◆ **TASK DIRECTIONS**
What lines below include the word "sponsor"? Copy each one.

*** SUPPLIED RECORDS ***

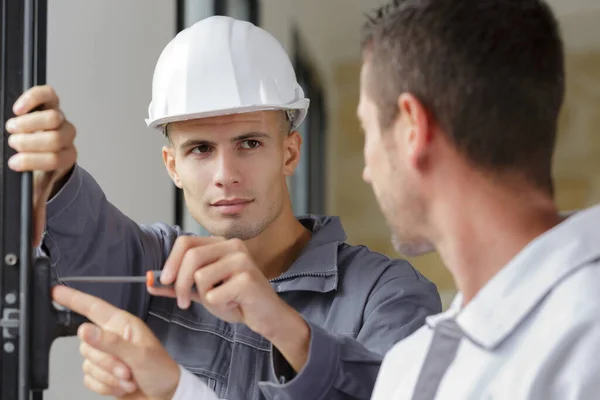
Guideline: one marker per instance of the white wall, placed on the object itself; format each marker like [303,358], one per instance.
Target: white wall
[101,55]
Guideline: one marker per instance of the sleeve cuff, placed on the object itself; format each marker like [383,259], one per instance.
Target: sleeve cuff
[192,388]
[315,379]
[65,196]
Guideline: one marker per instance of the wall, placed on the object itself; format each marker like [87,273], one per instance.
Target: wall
[101,55]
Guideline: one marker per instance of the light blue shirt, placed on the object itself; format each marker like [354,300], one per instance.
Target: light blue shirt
[533,332]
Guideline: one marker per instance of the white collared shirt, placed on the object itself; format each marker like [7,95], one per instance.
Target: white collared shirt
[533,332]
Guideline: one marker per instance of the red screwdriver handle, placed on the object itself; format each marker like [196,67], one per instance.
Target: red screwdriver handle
[153,279]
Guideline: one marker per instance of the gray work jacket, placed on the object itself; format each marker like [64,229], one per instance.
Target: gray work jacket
[358,303]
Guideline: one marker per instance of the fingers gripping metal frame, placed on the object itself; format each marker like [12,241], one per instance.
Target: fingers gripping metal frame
[28,321]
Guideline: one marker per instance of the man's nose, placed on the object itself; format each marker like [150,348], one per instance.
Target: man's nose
[228,171]
[366,175]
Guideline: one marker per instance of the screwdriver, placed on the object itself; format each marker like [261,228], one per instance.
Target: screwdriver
[152,279]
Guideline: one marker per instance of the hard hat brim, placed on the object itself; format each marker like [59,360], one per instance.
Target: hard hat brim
[301,106]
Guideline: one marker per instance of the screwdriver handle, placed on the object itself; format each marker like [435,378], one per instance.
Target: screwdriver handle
[153,280]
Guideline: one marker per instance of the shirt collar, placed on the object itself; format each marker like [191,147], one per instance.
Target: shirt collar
[316,269]
[524,282]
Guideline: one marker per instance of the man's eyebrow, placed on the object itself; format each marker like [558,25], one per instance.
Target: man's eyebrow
[196,143]
[251,135]
[202,142]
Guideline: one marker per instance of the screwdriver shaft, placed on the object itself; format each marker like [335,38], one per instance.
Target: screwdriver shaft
[110,279]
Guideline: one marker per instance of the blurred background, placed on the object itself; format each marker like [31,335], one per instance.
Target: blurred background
[101,56]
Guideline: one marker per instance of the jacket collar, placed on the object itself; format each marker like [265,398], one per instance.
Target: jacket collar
[316,269]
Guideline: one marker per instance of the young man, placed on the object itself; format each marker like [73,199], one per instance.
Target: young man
[459,104]
[276,297]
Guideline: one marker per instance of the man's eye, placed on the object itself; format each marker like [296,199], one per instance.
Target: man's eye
[203,148]
[250,144]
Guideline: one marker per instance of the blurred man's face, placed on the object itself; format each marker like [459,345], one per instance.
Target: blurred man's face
[394,183]
[233,170]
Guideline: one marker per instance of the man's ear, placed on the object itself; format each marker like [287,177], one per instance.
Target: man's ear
[415,133]
[291,152]
[169,160]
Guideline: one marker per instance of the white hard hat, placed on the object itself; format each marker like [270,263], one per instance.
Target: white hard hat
[221,66]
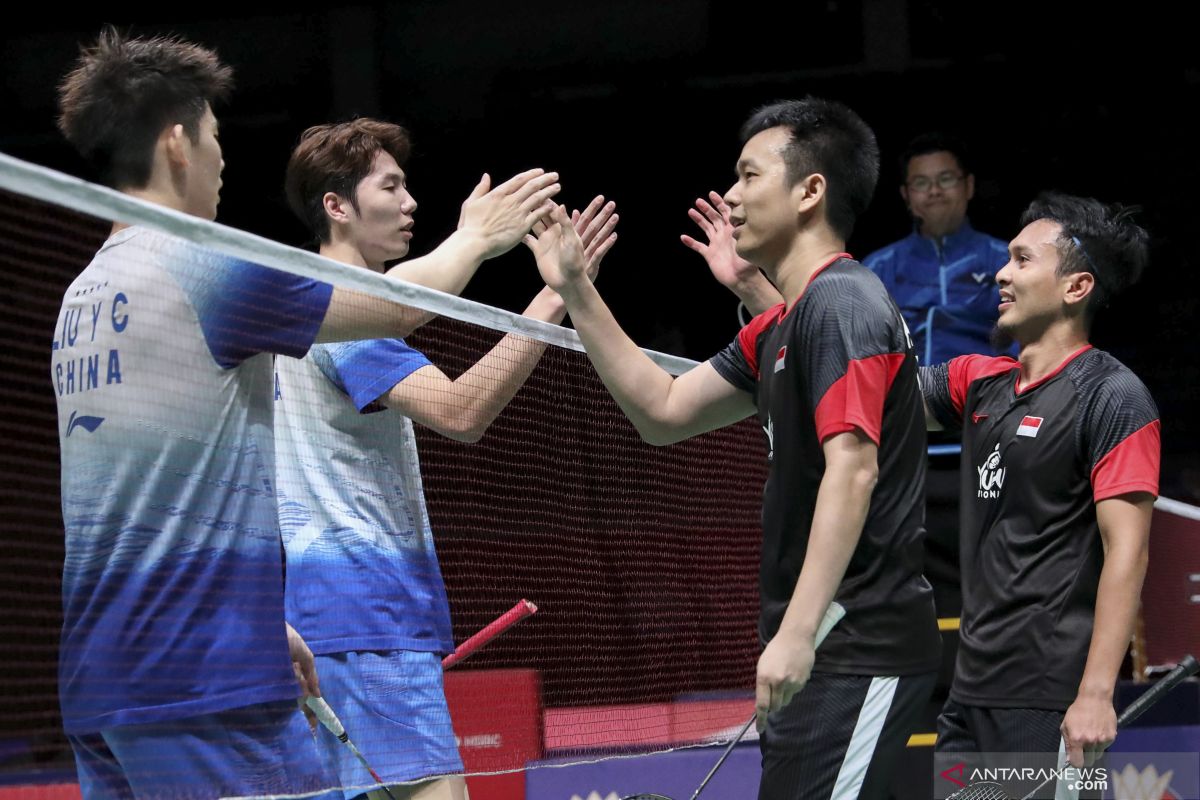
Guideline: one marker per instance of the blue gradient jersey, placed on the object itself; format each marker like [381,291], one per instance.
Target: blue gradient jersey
[172,587]
[363,573]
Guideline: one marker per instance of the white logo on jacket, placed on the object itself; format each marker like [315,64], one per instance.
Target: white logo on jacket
[991,475]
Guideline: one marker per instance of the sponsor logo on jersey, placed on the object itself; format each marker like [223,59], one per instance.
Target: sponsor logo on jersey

*** End of SUPPLIED RECORDS ***

◆ **SOLUTION FOR THIS PROBLEM**
Guideline: one marker per instance of the sponsor logo on jersey, placed on the object itself; format each marker like [223,59], one per instance.
Target: sponsor logo on jersey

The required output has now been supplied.